Collected data:
▼▼▼

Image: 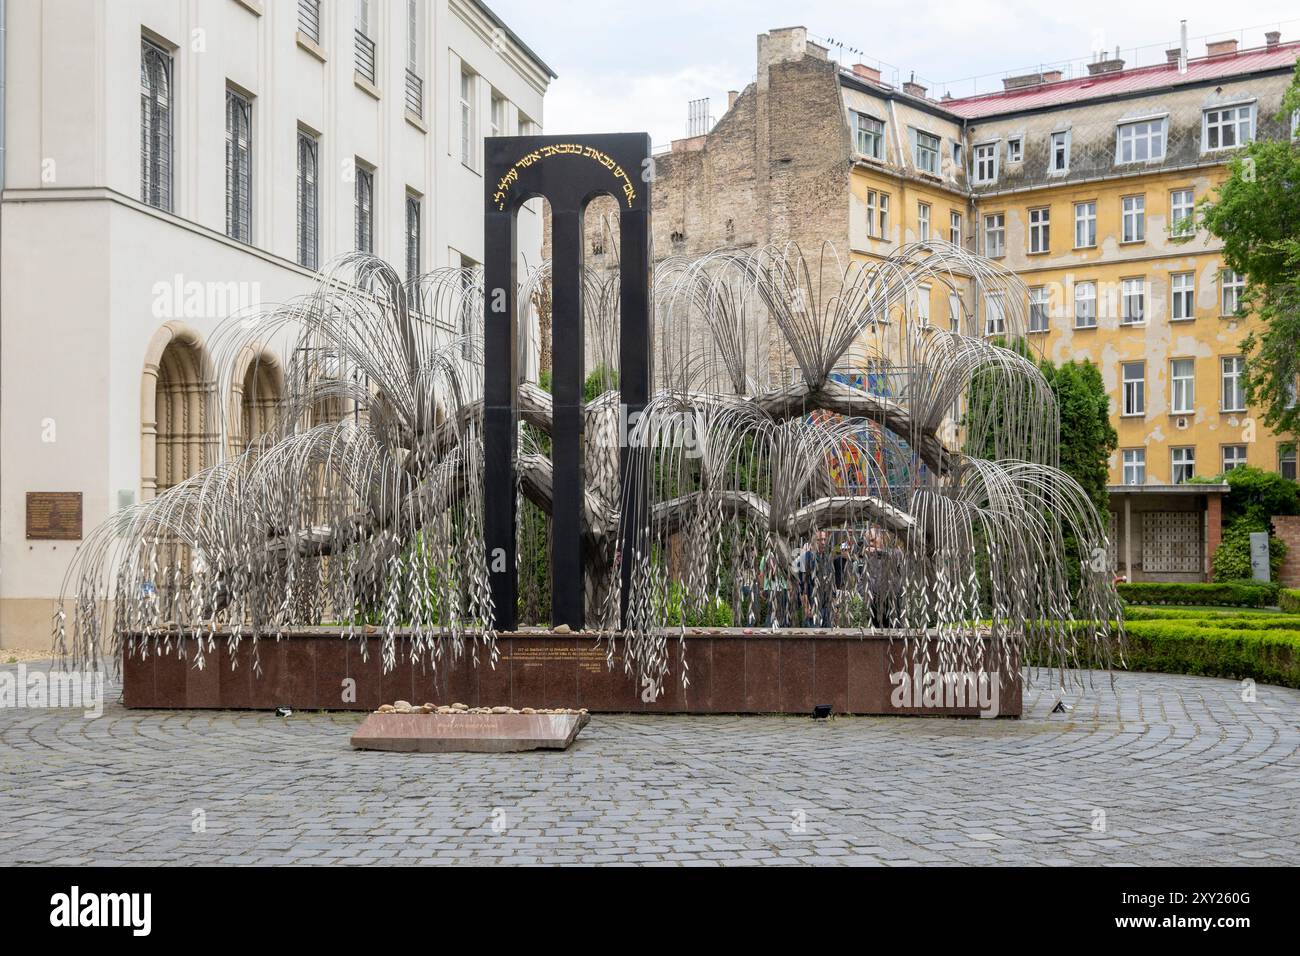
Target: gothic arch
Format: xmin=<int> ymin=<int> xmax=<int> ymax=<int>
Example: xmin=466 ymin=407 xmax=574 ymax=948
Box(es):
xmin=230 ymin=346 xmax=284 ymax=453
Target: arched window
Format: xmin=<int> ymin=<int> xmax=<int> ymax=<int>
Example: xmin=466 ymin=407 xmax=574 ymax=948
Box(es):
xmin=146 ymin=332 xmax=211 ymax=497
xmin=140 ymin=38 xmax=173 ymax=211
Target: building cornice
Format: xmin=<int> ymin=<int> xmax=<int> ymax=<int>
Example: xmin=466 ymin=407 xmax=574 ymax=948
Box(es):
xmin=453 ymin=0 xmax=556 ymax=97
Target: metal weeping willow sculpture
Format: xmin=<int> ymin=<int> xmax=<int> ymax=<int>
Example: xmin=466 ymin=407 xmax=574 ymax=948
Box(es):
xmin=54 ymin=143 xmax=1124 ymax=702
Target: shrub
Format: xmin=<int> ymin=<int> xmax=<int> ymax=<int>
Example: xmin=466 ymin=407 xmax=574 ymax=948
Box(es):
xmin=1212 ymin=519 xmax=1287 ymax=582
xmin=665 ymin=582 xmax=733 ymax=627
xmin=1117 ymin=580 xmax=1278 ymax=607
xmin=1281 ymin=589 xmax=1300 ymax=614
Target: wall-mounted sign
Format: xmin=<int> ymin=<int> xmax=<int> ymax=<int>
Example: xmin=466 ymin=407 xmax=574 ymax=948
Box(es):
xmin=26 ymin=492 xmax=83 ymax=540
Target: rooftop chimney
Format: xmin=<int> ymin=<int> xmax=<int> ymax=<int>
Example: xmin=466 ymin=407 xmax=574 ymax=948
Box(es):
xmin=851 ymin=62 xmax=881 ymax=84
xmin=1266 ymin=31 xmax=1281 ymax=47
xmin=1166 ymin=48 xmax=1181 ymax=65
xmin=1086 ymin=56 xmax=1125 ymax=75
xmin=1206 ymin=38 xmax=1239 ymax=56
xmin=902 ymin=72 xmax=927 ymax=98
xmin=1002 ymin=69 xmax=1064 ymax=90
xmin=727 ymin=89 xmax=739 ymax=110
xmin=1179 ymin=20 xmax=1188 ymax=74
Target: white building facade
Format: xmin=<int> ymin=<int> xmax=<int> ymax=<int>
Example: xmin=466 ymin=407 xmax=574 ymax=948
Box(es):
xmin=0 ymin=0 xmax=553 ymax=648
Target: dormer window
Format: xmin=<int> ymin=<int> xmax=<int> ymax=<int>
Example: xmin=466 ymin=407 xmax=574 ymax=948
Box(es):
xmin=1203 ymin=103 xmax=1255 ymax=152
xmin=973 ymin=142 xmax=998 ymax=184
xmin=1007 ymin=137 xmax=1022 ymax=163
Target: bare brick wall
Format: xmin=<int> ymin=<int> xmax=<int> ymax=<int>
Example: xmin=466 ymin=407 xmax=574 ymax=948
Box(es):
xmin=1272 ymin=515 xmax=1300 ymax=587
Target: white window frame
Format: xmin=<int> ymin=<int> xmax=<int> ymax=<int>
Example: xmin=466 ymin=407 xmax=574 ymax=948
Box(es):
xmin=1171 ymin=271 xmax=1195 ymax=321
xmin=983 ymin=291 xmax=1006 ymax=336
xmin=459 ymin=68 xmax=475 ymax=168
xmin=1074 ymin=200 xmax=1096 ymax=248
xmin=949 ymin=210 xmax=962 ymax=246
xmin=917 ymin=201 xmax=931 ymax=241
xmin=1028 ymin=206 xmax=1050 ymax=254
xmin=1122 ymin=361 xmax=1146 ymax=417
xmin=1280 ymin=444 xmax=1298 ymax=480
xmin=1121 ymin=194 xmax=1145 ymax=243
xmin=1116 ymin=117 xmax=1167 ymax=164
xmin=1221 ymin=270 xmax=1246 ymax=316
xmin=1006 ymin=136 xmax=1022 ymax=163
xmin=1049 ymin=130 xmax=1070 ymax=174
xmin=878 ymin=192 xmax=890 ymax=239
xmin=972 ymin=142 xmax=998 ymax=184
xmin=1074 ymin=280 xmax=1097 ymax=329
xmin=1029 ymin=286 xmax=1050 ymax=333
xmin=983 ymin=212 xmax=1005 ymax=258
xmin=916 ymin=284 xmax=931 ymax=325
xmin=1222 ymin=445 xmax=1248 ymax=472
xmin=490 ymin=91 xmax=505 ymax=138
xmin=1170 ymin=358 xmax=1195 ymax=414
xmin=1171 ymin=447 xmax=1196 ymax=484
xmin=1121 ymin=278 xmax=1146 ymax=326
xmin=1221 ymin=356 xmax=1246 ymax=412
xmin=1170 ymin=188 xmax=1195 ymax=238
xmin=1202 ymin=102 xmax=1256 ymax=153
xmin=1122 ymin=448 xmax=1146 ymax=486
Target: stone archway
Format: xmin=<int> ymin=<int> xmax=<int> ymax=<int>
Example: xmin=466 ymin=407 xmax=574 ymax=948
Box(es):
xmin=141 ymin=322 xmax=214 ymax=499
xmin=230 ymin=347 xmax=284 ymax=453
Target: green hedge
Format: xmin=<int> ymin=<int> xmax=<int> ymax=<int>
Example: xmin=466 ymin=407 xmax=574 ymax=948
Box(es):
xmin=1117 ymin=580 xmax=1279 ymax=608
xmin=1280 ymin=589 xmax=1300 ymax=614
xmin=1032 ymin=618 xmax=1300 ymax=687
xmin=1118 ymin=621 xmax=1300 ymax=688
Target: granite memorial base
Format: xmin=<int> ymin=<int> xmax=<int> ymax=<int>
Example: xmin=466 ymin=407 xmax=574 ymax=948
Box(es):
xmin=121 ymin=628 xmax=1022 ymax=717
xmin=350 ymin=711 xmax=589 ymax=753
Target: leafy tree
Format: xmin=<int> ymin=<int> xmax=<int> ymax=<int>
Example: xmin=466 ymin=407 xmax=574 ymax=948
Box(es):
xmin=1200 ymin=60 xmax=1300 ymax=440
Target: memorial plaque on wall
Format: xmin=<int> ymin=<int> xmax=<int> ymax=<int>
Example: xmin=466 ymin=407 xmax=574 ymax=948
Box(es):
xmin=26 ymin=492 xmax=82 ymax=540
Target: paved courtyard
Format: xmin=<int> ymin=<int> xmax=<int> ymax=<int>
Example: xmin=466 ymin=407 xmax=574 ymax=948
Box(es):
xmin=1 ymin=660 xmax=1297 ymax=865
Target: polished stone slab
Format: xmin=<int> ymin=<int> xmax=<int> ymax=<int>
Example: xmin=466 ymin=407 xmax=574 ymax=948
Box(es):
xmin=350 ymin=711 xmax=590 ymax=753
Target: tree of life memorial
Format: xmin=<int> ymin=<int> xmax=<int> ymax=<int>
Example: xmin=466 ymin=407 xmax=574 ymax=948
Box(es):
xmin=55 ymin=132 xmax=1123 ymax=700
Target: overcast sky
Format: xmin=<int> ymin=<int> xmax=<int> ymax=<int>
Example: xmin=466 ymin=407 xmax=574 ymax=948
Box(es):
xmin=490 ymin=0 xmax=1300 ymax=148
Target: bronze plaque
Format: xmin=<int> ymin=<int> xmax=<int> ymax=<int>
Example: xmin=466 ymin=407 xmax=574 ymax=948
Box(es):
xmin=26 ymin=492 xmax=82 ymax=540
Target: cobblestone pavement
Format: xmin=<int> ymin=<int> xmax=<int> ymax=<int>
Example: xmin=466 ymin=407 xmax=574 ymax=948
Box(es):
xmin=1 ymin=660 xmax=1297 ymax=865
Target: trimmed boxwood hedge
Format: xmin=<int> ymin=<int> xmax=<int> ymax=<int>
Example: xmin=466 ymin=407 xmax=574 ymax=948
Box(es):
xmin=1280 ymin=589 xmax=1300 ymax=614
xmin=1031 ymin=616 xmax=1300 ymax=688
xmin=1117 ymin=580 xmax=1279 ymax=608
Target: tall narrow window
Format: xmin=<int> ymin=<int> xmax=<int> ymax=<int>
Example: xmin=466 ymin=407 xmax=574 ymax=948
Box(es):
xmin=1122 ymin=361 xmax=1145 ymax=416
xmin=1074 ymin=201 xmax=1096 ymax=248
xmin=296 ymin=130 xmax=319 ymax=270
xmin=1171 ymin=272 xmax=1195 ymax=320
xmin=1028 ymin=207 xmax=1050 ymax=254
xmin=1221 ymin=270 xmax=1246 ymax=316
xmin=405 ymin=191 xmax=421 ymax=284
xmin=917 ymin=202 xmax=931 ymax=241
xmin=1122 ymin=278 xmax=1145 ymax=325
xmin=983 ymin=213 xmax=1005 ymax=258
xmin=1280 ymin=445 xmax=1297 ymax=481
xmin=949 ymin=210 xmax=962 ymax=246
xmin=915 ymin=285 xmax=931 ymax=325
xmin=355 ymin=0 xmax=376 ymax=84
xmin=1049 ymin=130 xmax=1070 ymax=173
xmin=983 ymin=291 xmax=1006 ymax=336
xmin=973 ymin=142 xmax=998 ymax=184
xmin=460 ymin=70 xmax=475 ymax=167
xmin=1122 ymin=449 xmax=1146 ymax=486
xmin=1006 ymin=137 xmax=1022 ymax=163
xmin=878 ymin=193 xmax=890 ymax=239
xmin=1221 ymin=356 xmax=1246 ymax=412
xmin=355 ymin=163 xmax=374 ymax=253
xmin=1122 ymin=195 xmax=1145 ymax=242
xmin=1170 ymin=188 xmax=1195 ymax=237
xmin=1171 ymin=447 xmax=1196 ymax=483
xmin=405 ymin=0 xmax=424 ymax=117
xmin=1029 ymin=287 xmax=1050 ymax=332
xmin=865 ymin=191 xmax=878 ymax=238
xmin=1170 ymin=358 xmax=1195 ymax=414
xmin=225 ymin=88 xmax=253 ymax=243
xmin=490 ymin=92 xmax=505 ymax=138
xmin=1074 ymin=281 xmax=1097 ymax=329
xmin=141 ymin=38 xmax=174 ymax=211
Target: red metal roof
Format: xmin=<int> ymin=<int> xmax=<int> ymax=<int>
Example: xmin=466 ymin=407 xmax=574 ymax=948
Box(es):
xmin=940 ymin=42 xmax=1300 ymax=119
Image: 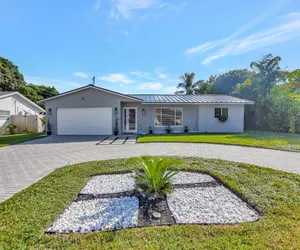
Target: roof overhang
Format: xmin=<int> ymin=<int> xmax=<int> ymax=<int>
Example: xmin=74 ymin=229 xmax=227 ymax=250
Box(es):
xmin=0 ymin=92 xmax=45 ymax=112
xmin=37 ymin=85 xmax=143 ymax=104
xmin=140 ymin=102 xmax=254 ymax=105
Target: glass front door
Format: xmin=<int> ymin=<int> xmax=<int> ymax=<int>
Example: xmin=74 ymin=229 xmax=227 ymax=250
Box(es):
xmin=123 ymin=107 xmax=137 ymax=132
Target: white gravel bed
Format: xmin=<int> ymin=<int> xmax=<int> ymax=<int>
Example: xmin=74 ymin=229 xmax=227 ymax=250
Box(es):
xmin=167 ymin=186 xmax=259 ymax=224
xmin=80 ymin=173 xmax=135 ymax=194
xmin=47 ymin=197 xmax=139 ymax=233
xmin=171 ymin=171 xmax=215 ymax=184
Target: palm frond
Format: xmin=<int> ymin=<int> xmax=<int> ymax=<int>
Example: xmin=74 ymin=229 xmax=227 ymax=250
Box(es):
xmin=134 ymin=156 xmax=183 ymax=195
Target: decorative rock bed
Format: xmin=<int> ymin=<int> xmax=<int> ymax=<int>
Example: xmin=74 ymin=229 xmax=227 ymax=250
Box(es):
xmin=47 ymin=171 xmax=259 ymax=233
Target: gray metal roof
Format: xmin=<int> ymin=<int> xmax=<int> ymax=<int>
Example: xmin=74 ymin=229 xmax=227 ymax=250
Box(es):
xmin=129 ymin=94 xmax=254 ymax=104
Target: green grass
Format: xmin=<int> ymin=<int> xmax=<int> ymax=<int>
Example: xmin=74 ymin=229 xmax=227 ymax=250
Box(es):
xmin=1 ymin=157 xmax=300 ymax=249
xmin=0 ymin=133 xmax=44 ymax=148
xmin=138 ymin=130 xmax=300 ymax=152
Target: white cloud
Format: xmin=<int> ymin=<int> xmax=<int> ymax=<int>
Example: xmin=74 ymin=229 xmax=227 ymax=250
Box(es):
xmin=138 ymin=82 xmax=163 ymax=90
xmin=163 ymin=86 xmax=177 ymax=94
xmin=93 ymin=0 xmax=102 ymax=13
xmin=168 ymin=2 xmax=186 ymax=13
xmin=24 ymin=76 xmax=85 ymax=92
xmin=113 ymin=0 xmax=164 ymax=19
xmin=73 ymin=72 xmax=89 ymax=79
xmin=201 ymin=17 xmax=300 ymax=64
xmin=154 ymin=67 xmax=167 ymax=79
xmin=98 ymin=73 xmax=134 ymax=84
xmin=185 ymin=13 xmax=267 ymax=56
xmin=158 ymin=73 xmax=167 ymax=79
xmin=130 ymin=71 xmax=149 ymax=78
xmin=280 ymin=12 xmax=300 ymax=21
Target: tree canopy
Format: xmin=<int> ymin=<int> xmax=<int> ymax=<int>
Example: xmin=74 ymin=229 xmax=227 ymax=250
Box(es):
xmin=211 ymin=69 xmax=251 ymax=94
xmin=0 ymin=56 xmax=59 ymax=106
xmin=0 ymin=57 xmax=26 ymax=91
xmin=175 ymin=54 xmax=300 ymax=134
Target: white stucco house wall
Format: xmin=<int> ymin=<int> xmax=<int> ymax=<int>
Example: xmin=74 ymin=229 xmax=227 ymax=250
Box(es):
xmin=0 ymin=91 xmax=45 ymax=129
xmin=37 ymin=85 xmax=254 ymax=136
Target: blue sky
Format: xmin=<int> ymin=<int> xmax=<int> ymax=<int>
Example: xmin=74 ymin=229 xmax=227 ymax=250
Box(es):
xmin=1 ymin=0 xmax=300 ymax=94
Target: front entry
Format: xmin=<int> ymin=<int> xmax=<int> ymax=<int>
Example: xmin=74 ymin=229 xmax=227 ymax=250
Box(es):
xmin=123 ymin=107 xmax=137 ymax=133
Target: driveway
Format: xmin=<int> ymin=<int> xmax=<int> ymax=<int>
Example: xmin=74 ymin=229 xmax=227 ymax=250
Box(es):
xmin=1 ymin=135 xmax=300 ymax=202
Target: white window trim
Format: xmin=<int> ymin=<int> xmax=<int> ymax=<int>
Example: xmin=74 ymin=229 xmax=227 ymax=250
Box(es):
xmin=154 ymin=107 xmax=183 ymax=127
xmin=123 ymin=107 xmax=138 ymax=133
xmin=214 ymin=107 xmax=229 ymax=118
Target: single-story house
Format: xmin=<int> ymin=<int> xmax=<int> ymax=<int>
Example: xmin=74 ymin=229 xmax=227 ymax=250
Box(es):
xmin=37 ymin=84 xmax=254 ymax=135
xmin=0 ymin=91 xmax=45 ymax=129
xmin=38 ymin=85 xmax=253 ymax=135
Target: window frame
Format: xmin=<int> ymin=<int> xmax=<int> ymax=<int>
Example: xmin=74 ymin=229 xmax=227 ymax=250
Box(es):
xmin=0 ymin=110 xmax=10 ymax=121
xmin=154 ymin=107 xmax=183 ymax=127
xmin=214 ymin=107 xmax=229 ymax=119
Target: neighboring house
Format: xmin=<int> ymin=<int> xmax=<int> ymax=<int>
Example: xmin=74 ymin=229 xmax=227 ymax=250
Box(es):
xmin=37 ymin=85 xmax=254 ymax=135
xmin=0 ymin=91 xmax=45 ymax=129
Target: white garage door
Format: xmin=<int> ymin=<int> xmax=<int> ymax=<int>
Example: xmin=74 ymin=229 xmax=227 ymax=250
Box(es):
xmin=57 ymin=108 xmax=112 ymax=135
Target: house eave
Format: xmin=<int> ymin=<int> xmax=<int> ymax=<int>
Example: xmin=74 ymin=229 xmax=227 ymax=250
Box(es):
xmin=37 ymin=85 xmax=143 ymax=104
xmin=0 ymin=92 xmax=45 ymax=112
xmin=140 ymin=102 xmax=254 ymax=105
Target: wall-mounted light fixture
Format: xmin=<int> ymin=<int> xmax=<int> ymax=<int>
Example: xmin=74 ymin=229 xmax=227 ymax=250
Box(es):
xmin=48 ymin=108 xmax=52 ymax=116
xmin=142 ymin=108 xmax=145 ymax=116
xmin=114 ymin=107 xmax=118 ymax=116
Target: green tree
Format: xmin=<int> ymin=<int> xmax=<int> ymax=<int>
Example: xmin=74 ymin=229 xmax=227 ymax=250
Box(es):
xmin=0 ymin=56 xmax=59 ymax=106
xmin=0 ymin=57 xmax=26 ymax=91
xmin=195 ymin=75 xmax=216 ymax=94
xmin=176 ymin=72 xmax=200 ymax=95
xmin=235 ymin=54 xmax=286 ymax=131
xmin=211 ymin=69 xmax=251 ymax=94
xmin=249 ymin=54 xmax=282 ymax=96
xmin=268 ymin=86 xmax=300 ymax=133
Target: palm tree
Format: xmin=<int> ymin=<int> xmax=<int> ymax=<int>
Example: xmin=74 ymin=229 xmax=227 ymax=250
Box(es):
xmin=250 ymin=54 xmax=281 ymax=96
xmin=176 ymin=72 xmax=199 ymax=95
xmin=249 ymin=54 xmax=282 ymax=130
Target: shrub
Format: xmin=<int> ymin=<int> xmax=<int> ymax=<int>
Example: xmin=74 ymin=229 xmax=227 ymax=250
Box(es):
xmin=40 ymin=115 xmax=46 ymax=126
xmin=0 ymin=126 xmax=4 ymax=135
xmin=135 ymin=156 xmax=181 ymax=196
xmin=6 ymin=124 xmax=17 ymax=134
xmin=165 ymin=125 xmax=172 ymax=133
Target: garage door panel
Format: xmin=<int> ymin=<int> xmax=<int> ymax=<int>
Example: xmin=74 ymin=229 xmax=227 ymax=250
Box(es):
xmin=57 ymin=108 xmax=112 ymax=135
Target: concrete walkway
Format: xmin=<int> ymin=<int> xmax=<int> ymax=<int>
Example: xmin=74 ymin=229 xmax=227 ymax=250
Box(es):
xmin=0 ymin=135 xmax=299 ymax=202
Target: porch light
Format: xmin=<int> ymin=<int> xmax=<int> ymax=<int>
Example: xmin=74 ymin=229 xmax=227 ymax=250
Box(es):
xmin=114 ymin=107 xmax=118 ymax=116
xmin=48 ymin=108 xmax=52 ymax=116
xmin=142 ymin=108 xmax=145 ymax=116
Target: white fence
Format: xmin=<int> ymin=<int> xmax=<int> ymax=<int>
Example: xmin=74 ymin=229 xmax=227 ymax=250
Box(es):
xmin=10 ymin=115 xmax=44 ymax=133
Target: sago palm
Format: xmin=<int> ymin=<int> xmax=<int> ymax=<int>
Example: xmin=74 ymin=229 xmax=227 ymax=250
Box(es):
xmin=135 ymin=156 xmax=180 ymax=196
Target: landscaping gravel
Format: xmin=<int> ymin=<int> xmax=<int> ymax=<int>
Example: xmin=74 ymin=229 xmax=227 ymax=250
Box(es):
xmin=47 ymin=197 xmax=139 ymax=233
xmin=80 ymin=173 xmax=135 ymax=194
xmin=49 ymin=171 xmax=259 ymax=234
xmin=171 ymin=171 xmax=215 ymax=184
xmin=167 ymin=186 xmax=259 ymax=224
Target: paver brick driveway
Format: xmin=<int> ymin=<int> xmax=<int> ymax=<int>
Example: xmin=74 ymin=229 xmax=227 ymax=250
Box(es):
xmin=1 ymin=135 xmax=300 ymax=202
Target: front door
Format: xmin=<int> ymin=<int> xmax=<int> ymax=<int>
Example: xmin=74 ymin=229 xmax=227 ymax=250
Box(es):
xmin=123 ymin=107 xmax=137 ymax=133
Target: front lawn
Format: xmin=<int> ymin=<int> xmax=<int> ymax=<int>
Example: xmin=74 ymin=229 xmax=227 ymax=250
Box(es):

▲▲▲

PROBLEM REQUIREMENTS: For this exercise, copy each line of the data above exactly, from the first through the line containing "Target: dormer window", and drop the pictures.

RESULT OF THE TASK:
Image: 
Target: gothic arch
Format: xmin=<int> ymin=<int> xmax=<int> ymax=<int>
Example: xmin=466 ymin=407 xmax=574 ymax=948
Box(es):
xmin=230 ymin=346 xmax=284 ymax=453
Target: arched window
Format: xmin=<int> ymin=<int> xmax=<int> ymax=<int>
Example: xmin=466 ymin=407 xmax=574 ymax=948
Box(es):
xmin=146 ymin=332 xmax=211 ymax=497
xmin=140 ymin=38 xmax=173 ymax=211
Target: building cornice
Format: xmin=<int> ymin=<int> xmax=<int> ymax=<int>
Example: xmin=466 ymin=407 xmax=574 ymax=948
Box(es):
xmin=453 ymin=0 xmax=556 ymax=97
Target: metal weeping willow sculpture
Format: xmin=<int> ymin=<int> xmax=<int> ymax=<int>
Example: xmin=466 ymin=407 xmax=574 ymax=948
Box(es):
xmin=54 ymin=143 xmax=1124 ymax=702
Target: shrub
Format: xmin=<int> ymin=<int> xmax=<int> ymax=<int>
Example: xmin=466 ymin=407 xmax=574 ymax=948
Box(es):
xmin=1212 ymin=519 xmax=1287 ymax=582
xmin=665 ymin=582 xmax=733 ymax=627
xmin=1117 ymin=580 xmax=1278 ymax=607
xmin=1281 ymin=589 xmax=1300 ymax=614
Target: wall-mounted sign
Format: xmin=<int> ymin=<int> xmax=<int> ymax=<int>
Example: xmin=466 ymin=407 xmax=574 ymax=948
Box(es):
xmin=26 ymin=492 xmax=83 ymax=540
Target: rooftop chimney
Format: xmin=<int> ymin=<int> xmax=<int> ymax=<int>
Example: xmin=466 ymin=407 xmax=574 ymax=948
Box(es):
xmin=851 ymin=62 xmax=881 ymax=84
xmin=1266 ymin=31 xmax=1281 ymax=47
xmin=1166 ymin=48 xmax=1181 ymax=65
xmin=1086 ymin=56 xmax=1125 ymax=75
xmin=1206 ymin=38 xmax=1239 ymax=56
xmin=902 ymin=72 xmax=927 ymax=98
xmin=1002 ymin=69 xmax=1064 ymax=90
xmin=727 ymin=89 xmax=739 ymax=110
xmin=1179 ymin=20 xmax=1188 ymax=74
Target: white building facade
Format: xmin=<int> ymin=<int> xmax=<int> ymax=<int>
Example: xmin=466 ymin=407 xmax=574 ymax=948
Box(es):
xmin=0 ymin=0 xmax=553 ymax=648
Target: dormer window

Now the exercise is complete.